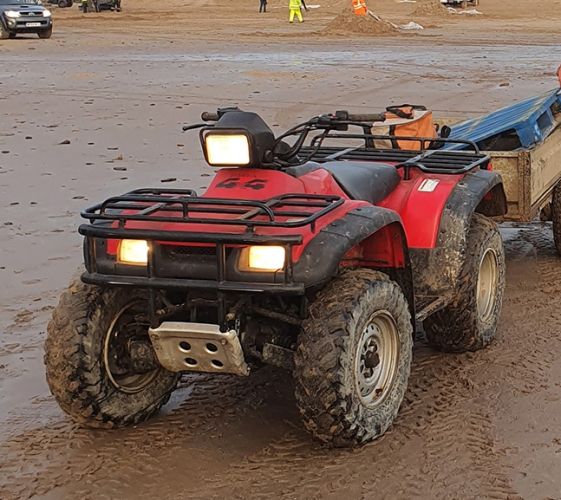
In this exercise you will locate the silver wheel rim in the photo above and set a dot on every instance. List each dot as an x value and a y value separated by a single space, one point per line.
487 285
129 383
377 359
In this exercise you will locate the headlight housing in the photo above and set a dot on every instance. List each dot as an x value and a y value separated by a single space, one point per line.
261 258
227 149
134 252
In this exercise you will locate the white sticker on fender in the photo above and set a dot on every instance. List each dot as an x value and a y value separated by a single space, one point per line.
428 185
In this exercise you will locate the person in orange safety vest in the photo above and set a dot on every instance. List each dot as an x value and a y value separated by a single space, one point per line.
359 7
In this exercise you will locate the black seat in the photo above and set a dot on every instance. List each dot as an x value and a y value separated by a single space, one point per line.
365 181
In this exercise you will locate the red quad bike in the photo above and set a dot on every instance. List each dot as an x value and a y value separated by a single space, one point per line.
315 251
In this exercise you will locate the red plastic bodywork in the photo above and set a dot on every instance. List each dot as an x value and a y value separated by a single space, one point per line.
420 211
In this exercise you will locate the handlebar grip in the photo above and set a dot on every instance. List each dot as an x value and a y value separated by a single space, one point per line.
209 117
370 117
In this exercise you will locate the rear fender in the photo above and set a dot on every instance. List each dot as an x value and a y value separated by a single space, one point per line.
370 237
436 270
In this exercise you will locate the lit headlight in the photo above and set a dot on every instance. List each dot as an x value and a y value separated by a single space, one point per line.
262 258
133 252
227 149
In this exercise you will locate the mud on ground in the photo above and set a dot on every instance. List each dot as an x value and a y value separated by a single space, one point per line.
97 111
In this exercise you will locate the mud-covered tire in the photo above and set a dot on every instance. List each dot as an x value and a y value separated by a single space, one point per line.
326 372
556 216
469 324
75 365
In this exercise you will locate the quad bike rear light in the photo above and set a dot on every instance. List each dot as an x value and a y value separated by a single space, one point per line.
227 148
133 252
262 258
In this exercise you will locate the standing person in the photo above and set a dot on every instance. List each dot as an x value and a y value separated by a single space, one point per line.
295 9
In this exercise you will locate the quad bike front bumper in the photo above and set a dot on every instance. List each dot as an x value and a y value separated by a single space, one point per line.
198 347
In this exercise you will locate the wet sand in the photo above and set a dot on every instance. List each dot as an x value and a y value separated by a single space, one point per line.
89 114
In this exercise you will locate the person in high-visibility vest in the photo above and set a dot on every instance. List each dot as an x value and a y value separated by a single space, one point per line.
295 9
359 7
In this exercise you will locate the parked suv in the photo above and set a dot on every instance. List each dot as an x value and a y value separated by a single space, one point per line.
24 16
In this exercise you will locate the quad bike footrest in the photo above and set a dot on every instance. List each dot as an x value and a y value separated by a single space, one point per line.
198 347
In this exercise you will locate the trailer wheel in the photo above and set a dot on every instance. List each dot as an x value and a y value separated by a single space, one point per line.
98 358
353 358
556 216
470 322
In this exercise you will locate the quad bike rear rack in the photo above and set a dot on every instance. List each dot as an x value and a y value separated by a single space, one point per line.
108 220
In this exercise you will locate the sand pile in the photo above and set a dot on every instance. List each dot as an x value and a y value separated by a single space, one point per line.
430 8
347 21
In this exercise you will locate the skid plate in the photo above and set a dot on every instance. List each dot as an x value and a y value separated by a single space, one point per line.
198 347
---
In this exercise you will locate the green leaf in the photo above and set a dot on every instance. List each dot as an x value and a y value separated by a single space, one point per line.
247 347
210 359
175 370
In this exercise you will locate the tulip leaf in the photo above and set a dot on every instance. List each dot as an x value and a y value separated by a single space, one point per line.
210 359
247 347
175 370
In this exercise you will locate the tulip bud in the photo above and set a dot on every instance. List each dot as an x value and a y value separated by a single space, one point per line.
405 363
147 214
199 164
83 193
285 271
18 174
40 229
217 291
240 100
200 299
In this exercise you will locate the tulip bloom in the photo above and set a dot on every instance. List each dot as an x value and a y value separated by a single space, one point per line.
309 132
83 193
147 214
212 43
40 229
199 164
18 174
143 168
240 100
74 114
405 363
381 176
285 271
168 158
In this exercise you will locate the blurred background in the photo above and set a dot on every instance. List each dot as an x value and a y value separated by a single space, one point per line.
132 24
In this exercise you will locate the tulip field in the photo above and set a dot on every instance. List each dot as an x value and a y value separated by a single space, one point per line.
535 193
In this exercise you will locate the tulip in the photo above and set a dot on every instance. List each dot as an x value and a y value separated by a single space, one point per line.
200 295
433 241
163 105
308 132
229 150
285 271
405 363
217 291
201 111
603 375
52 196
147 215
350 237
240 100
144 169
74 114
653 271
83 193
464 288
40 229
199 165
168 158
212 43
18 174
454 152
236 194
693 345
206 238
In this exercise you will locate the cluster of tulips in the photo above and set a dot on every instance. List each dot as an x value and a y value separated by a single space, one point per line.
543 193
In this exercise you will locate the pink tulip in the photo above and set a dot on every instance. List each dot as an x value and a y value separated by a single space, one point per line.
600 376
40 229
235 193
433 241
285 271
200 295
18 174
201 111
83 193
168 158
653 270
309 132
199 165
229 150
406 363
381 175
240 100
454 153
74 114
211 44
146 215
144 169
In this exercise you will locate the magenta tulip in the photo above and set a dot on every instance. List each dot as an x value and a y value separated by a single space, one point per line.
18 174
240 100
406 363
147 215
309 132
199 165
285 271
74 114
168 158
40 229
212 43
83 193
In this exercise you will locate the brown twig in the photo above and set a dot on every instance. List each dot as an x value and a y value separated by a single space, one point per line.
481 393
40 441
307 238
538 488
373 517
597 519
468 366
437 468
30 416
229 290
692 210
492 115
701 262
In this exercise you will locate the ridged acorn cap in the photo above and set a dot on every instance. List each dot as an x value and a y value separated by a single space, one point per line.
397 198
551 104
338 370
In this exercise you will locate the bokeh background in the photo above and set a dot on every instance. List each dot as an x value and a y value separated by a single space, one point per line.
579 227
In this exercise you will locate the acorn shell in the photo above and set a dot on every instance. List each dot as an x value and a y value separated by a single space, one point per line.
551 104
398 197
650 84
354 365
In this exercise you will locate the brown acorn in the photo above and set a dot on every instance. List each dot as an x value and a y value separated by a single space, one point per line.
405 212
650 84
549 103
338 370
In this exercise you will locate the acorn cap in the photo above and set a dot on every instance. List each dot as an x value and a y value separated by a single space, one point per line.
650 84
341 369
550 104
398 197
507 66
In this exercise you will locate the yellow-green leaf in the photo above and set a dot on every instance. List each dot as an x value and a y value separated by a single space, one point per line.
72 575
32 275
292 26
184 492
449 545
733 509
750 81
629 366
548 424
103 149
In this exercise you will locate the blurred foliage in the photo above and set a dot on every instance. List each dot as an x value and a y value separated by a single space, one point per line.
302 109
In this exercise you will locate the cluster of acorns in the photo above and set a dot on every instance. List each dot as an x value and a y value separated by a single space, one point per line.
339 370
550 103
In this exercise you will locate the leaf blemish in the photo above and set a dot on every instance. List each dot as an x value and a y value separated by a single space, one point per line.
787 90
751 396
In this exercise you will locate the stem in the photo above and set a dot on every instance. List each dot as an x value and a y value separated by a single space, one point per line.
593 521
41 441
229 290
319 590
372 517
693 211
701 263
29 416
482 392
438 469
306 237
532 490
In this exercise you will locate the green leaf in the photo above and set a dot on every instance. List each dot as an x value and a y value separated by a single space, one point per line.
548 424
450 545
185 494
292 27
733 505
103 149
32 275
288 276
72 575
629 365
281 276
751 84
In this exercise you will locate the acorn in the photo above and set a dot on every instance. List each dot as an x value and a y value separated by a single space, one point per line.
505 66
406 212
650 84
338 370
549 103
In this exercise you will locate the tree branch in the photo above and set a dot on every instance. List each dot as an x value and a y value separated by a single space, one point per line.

■ To be done
Gather every line of the records above that contains the word "bike", matching case exactly, and copy each one.

■ Response
In this exercise you will locate the red quad bike in the photo above and set a dot on every instance. List each dot as an x value and a y value separated by a single space, one point per line.
In this exercise you will locate the quad bike rear light in the photo above and set a dot on every instance. List each dot as an x value and a y value separated by a single space, one point per line.
In this exercise you will locate the quad bike front bumper in the photo above and set a dot on every instance. List each dot as an x value and a y value separated by a single space, one point per line.
In this exercise you will locate the quad bike footrest in the photo above and set a dot on every instance. List each dot as an x value and a y value separated by a single space, one point per line.
In this exercise you will locate the quad bike rear rack in the photo above and set a dot on every instance. List each dot as an x value and a y value separated by a single space, one point per line.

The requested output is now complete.